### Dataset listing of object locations
--------------------------------------------------

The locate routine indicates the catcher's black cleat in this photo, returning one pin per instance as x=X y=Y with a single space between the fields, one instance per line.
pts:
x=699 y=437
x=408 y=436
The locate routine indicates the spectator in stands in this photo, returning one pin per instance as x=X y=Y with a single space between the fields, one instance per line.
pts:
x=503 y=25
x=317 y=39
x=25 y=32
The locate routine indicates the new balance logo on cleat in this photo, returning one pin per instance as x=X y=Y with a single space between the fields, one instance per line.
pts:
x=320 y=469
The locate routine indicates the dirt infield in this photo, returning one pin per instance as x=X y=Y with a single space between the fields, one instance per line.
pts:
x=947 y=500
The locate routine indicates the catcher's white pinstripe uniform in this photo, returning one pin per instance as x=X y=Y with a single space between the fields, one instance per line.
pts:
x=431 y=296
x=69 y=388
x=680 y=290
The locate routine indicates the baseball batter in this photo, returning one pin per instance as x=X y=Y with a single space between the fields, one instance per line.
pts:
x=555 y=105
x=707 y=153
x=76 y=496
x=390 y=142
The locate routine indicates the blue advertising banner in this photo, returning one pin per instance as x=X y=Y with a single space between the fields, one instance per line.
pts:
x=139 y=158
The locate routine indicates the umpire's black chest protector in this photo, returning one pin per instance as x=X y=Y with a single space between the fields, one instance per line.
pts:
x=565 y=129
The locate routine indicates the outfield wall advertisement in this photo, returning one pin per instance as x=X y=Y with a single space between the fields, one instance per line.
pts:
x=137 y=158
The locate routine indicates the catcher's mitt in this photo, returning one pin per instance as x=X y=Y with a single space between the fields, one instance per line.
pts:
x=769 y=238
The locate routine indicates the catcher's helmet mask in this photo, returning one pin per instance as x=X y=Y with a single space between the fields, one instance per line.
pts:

--------------------------------------------------

### Instruction
Rename "locate routine" to "pointing tool" everywhere in the listing above, leaving every other word unchanged.

### Response
The pointing tool indicates the catcher's black cleat in this photo, returning one pin per instance as x=X y=Y with a single space between the fields, one instance per line.
pts:
x=699 y=437
x=408 y=436
The pointing tool indicates the spectator in stands in this photo, returning one pin per instance as x=X y=Y with a single space between the fields, one instance per line.
pts:
x=503 y=25
x=317 y=39
x=25 y=32
The pointing tool indicates the new balance logo on cleat in this photo, returning one pin per instance as x=X y=Y with a single space between the fields, one instance per line.
pts:
x=320 y=469
The pointing tool indicates the dirt infield in this photo, returning one pin per instance as x=X y=Y with a single space between the fields, one instance per line.
pts:
x=947 y=500
The pointing tool indicates the catcher's white pinstripe uniform in this photo, returning one pin per instance as x=X y=Y with a single space between the fields, one instance per line.
pts:
x=431 y=296
x=69 y=388
x=680 y=290
The pointing tool indicates the baseball batter in this photo, returning one pin per instance as x=X y=Y with a single space between the fields, one instance per line.
pts:
x=555 y=105
x=707 y=153
x=76 y=496
x=390 y=142
The pointing tool indicates the blue advertising banner in this photo, returning one pin per instance as x=X y=Y with a single space between the fields, one instance per line.
pts:
x=139 y=158
The pointing tool indicates the umpire's black chest protector in this photo, returning one pin per instance as x=X y=Y with a single space between the fields, one instance per line.
pts:
x=565 y=129
The pointing tool indicates the outfield wall advertisement in this photo, returning one pin per instance as x=X y=Y with a single space between the fields, one instance per line.
pts:
x=137 y=158
The pointing tool indicates the catcher's mitt in this photo, returning one pin per instance as x=X y=Y with a single space between the fields, one instance per line.
pts:
x=769 y=238
The pointing tool indicates the catcher's helmet mask in this photo, returning one pin per instance as x=X y=Y with a single space between the fields, one instance per line.
pts:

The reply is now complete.